**What you have to do:** Would you please print the data a second time, exactly as it stands?

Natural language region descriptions
-=-=-
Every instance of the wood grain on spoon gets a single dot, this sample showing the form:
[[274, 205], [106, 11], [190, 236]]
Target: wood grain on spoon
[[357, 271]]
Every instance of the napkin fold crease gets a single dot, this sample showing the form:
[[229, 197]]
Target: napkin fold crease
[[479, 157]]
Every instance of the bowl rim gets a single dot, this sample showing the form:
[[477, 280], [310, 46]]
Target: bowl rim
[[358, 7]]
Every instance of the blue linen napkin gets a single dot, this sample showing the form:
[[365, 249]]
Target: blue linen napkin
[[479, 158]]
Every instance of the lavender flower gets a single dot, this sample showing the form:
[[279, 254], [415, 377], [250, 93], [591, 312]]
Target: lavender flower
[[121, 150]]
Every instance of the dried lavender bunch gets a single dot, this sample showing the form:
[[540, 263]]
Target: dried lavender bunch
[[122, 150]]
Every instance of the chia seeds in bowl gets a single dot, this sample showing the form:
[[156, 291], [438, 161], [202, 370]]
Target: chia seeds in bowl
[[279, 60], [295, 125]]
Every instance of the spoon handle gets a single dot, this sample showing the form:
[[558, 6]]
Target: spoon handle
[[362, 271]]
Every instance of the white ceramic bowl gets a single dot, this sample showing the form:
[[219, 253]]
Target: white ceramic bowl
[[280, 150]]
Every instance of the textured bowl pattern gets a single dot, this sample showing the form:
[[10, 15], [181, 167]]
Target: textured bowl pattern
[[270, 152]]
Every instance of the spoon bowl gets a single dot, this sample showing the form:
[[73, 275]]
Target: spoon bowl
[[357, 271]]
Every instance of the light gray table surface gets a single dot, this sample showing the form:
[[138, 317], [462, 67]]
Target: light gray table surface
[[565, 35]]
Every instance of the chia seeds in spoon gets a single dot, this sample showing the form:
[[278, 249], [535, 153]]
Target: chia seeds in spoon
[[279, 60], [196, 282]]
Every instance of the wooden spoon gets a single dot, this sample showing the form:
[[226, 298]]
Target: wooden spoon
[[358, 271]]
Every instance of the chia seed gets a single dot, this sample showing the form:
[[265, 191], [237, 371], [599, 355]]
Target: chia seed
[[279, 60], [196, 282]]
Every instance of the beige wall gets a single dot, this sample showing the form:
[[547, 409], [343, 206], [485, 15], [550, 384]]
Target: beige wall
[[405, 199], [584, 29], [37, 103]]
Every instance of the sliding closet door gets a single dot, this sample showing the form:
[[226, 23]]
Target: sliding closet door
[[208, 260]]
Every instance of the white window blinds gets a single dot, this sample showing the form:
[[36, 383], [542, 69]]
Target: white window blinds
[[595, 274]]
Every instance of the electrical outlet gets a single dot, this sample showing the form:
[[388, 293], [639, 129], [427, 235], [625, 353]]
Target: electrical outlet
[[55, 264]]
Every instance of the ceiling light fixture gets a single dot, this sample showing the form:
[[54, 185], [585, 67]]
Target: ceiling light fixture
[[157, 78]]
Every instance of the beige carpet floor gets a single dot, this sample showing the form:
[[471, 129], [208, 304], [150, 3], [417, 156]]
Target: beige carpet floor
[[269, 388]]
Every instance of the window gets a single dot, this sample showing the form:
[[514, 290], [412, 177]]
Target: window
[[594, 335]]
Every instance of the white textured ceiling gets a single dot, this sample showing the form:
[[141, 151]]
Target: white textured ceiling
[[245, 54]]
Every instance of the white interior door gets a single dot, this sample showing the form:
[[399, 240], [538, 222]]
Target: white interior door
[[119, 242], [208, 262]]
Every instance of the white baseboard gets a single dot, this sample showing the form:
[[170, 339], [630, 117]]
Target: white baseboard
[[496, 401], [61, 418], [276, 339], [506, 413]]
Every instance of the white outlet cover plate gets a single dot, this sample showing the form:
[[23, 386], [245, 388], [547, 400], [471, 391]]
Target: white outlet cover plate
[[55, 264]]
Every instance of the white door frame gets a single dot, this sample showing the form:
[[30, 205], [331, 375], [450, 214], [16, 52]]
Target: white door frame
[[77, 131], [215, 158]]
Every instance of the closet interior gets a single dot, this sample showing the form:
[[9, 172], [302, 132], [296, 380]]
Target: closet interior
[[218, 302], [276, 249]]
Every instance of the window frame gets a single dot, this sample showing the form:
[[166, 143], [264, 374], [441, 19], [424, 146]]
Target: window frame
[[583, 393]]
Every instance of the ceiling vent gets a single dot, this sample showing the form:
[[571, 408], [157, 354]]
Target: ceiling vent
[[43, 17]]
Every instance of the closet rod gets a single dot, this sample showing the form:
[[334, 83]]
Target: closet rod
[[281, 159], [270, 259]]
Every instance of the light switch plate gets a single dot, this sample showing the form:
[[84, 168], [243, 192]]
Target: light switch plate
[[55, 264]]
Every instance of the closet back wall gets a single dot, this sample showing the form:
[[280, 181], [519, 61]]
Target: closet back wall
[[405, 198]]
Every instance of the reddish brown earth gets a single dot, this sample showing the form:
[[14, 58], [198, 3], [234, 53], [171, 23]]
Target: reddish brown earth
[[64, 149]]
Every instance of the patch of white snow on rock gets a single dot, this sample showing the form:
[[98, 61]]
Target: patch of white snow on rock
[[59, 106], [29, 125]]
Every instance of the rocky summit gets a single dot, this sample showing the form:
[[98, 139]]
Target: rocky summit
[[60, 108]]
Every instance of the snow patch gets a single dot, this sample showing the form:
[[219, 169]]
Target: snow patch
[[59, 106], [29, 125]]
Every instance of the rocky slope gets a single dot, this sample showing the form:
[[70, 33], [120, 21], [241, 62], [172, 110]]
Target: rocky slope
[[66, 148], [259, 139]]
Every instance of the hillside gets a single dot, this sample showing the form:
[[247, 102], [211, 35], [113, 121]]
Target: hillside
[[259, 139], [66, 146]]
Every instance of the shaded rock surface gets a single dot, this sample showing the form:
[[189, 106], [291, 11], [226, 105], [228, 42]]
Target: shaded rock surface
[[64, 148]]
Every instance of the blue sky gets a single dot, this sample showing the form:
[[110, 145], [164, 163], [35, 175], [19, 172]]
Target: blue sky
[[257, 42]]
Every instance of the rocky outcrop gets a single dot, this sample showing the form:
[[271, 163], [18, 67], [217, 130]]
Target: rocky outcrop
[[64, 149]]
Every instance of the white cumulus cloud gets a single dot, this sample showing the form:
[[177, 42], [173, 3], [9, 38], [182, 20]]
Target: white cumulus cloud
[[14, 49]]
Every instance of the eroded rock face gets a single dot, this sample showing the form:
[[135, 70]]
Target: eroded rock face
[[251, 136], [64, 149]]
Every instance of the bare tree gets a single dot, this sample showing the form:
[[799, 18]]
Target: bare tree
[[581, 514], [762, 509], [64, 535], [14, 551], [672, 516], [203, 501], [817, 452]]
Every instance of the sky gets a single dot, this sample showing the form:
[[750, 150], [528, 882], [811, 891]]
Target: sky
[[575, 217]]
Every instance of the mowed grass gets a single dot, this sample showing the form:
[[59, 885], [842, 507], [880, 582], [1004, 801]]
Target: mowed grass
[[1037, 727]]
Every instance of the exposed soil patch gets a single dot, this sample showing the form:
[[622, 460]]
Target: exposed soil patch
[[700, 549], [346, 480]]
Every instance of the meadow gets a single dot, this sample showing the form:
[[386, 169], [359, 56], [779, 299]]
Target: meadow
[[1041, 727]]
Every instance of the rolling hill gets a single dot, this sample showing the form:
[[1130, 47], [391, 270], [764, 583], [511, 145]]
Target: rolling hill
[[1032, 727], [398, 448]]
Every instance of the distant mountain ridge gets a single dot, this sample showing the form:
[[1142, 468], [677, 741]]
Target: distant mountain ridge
-=-=-
**Answer section:**
Every instance of the wood grain on spoon gets a single dot, this sample showing the form:
[[274, 205], [106, 11], [190, 236]]
Target: wood grain on spoon
[[357, 271]]
Every instance of the napkin fold crease gets a single dot, this sample showing the form:
[[229, 197]]
Target: napkin fold crease
[[479, 157]]
Every instance of the bowl rim gets a single dot, this sample showing the form:
[[477, 280], [310, 46]]
Target: bowl rim
[[358, 7]]
Every instance of the blue linen napkin gets a single dot, this sample showing the form:
[[365, 249]]
Target: blue linen napkin
[[479, 158]]
Every instance of the lavender flower gets a single dot, this sample showing the form:
[[279, 254], [415, 377], [250, 93], [591, 312]]
Target: lavender flower
[[121, 150]]
Every instance of the dried lavender bunch gets a single dot, this sample showing the form:
[[540, 263]]
Target: dried lavender bunch
[[122, 150]]
Every instance of the chia seeds in bowl gets a single dot, this sample showing the form:
[[156, 291], [438, 161], [202, 370]]
Target: chia seeds in bowl
[[279, 60], [295, 125]]
Every instance of the spoon handle gets a single dot, this sample showing the form:
[[558, 6]]
Target: spoon handle
[[362, 271]]
Every instance of the white ceramic bowl gets a single dot, this sample showing the form:
[[219, 253]]
Target: white ceramic bowl
[[280, 150]]
Every instance of the textured bowl pattern gets a single dot, this sample showing the form:
[[10, 15], [181, 167]]
Target: textured bowl pattern
[[270, 152]]
Every instance of the spoon bowl gets a single dot, this sample showing the form:
[[73, 275]]
Target: spoon bowl
[[357, 271]]
Every instance of the light gray table surface gets a single dot, this sample showing the form:
[[138, 317], [462, 67]]
Target: light gray table surface
[[565, 35]]
Every instance of the chia seeds in spoon gets a single dot, this sample showing the form:
[[278, 249], [535, 153]]
Target: chia seeds in spoon
[[279, 60], [196, 282]]
Every instance of the wooden spoon gets a single dot, this sample showing the form:
[[226, 298]]
Target: wooden spoon
[[358, 271]]
Every instance of the chia seed gets a single dot, this sample showing the form:
[[265, 191], [237, 371], [599, 355]]
Target: chia seed
[[279, 60], [196, 282]]
Every instance of the beige wall gets a single dot, this sample showing the form:
[[547, 409], [343, 206], [485, 15], [550, 384]]
Target: beige wall
[[405, 199], [584, 29], [37, 103]]
Every instance of the sliding closet door gets a single dot, this sample showing the form:
[[226, 23]]
Target: sliding closet door
[[208, 260]]
Every instance of the white window blinds gets a single dot, this sample showing the form:
[[36, 383], [542, 69]]
Target: white window blinds
[[595, 274]]
Every instance of the electrical outlet gets a single dot, this sample showing the form:
[[388, 293], [639, 129], [427, 235], [625, 353]]
Target: electrical outlet
[[55, 264]]
Every instance of the ceiling light fixture gets a single dot, this sample showing the form:
[[54, 185], [585, 67]]
Target: ceiling light fixture
[[157, 78]]
Every instance of the beige carpet floor gets a single dot, this sample showing the form:
[[471, 129], [208, 304], [150, 3], [417, 156]]
Target: beige carpet floor
[[269, 388]]
Every instance of the window gets a single dot, this sample showing the form:
[[514, 290], [412, 177]]
Target: window
[[594, 335]]
Every instance of the white textured ceiling gets a single dot, this sample showing the form:
[[141, 151]]
Target: white textured ceiling
[[245, 54]]
Every instance of the white interior door gets a single dot, this sample showing the form:
[[399, 240], [538, 222]]
Target: white interior door
[[119, 242], [208, 262]]
Every instance of the white baseboard gets a single dot, this sample showing the form:
[[170, 339], [630, 117]]
Target: white baseboard
[[496, 401], [61, 418], [276, 339], [506, 413]]
Every instance of the white outlet cover plate gets a single dot, this sample showing the form:
[[23, 386], [245, 388], [547, 400], [471, 391]]
Target: white outlet cover plate
[[55, 264]]
Every instance of the white door frame gets a single dot, this sample showing the form:
[[30, 205], [331, 375], [450, 214], [16, 52]]
Target: white door frame
[[77, 131], [215, 158]]
Every instance of the closet interior gets a single dot, this sample showing the form:
[[9, 172], [302, 132], [296, 380]]
Target: closet interior
[[218, 302], [276, 249]]
Every instance of the window frame gets a single dot, this sample showing the form:
[[166, 143], [264, 374], [441, 19], [424, 146]]
Target: window frame
[[583, 393]]
Every instance of the ceiling vent gets a single dot, this sample showing the form:
[[571, 408], [157, 354]]
Target: ceiling vent
[[43, 17]]
Every instance of the closet rod gets a single dot, this sample showing the form:
[[334, 83]]
Target: closet rod
[[281, 159], [270, 259]]
Every instance of the light switch plate gets a single dot, this sample showing the form:
[[84, 168], [243, 192]]
Target: light switch plate
[[55, 264]]
Every instance of the closet back wall gets a single dot, this sample showing the form:
[[280, 181], [519, 61]]
Target: closet back wall
[[405, 198]]
Every instance of the reddish brown earth gets a single dot, this sample showing the form:
[[14, 58], [198, 3], [234, 53], [171, 23]]
Target: reddish brown earth
[[64, 149]]
Every instance of the patch of white snow on rock gets a single dot, this sample showing the form:
[[98, 61]]
Target: patch of white snow on rock
[[59, 106], [29, 125]]
Every instance of the rocky summit gets a single dot, this sample showing the form:
[[98, 139]]
Target: rocky summit
[[60, 108]]
Every instance of the snow patch gets a single dot, this sample showing the form:
[[219, 169]]
Target: snow patch
[[59, 106], [29, 125]]
Every instance of the rocky slope gets a single dot, this sample showing the form:
[[70, 33], [120, 21], [241, 62], [172, 110]]
Target: rocky slope
[[66, 148], [259, 139]]
Every instance of the hillside gets a single dot, this sample showing the form:
[[247, 102], [211, 35], [113, 121]]
Target: hillside
[[259, 139], [66, 146]]
Every instance of the shaded rock surface gets a single dot, this sample showing the form:
[[189, 106], [291, 11], [226, 105], [228, 42]]
Target: shaded rock surface
[[64, 148]]
Every instance of the blue sky gets a single dot, this sample showing the form:
[[110, 145], [164, 163], [35, 175], [19, 172]]
Target: blue sky
[[257, 42]]
Every instance of the rocky outcrop gets a single dot, this sample showing the form:
[[271, 163], [18, 67], [217, 130]]
Target: rocky outcrop
[[64, 149]]
Every instance of the white cumulus cloud gets a single dot, this sample showing the form:
[[177, 42], [173, 3], [9, 38], [182, 20]]
Target: white cumulus cloud
[[14, 49]]
Every instance of the eroded rock face gets a single dot, this sample showing the form:
[[135, 70]]
Target: eroded rock face
[[251, 136], [64, 149]]
Every instance of the bare tree gets a single dot, this sample showing the form:
[[799, 18]]
Target: bare tree
[[581, 514], [762, 509], [64, 535], [14, 551], [672, 516], [203, 501], [817, 452]]
Every instance of the sky gets a single dot, this sample showing the form:
[[750, 150], [528, 882], [811, 891]]
Target: sky
[[575, 217]]
Every instance of the mowed grass gets a single dot, this sample showing the form:
[[59, 885], [842, 507], [880, 582], [1004, 801]]
Target: mowed grass
[[1037, 727]]
Every instance of the exposed soil patch gets a single dot, this sample showing the form:
[[622, 460]]
Target: exposed soil patch
[[700, 549], [346, 480]]
Every instance of the meadow gets a single dot, this sample showing the form:
[[386, 169], [359, 56], [779, 299]]
Target: meadow
[[1041, 727]]
Every instance of the rolling hill gets a single dot, this sample showing the form:
[[1130, 47], [391, 270], [764, 583], [511, 145]]
Target: rolling hill
[[1032, 727], [398, 448]]
Every instance of the distant mountain ridge gets a single dot, this sample showing the form:
[[1142, 468], [677, 741]]
Target: distant mountain ridge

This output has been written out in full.